Directions for this task -
Once you find the line with "Target: fallen leaf", copy it and every line after it through the end of the entries below, exactly as written.

Data for this exercise -
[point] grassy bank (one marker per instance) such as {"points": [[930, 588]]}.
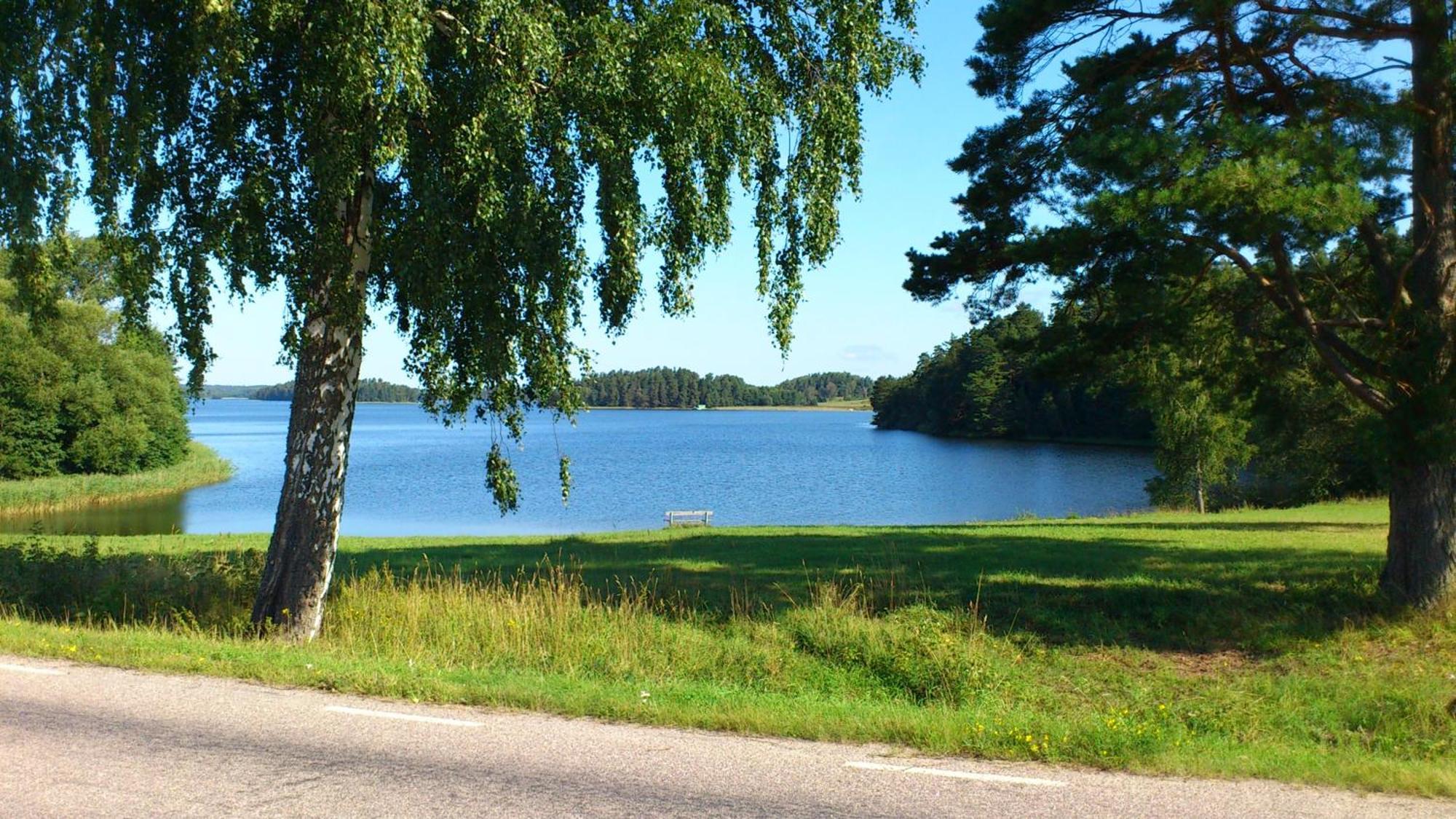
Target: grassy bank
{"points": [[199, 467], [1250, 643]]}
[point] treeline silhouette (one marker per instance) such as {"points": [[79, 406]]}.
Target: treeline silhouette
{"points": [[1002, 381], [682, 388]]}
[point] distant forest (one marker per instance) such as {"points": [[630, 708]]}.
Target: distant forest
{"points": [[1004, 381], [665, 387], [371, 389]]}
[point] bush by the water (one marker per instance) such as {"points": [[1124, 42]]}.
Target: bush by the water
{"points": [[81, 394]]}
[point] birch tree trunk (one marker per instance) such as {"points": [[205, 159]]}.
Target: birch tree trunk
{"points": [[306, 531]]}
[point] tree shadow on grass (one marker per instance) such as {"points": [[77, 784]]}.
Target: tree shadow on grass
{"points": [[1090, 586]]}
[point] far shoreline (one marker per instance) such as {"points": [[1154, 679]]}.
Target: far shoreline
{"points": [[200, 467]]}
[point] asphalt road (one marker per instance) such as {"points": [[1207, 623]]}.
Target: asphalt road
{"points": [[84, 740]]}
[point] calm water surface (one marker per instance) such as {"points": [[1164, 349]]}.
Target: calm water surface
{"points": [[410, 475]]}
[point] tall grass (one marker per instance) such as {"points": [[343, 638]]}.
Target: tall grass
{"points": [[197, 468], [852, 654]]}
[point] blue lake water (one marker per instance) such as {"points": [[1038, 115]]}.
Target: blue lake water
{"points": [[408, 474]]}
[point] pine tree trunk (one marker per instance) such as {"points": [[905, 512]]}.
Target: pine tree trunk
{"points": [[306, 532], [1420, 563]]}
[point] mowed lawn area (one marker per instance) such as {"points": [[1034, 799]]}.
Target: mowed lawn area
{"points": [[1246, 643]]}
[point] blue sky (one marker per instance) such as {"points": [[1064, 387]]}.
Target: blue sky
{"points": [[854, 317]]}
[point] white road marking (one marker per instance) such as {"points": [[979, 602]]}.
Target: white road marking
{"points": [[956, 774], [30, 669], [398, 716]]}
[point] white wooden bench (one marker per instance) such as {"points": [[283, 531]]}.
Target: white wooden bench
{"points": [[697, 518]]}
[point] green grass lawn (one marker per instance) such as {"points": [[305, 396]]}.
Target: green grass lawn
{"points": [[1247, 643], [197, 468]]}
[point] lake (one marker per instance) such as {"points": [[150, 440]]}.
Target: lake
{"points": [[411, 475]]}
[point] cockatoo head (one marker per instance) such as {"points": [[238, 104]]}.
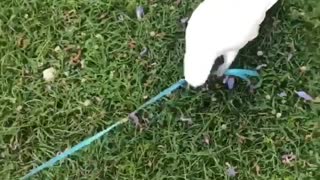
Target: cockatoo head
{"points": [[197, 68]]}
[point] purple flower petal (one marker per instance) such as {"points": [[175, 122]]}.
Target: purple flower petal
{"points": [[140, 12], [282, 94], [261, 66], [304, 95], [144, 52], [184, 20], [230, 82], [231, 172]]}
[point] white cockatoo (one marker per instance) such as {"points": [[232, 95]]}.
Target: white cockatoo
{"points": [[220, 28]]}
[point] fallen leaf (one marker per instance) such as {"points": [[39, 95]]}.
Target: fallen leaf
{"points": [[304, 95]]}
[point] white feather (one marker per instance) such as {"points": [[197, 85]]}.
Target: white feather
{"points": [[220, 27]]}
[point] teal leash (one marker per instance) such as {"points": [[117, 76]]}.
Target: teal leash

Finished task -
Target: fallen leaf
{"points": [[304, 95]]}
[point] white feather (one marker per instance) such as {"points": [[197, 85]]}.
Target: white feather
{"points": [[220, 27]]}
[point] teal leash (one marker per instance) such as {"points": [[117, 76]]}.
Target: teal leash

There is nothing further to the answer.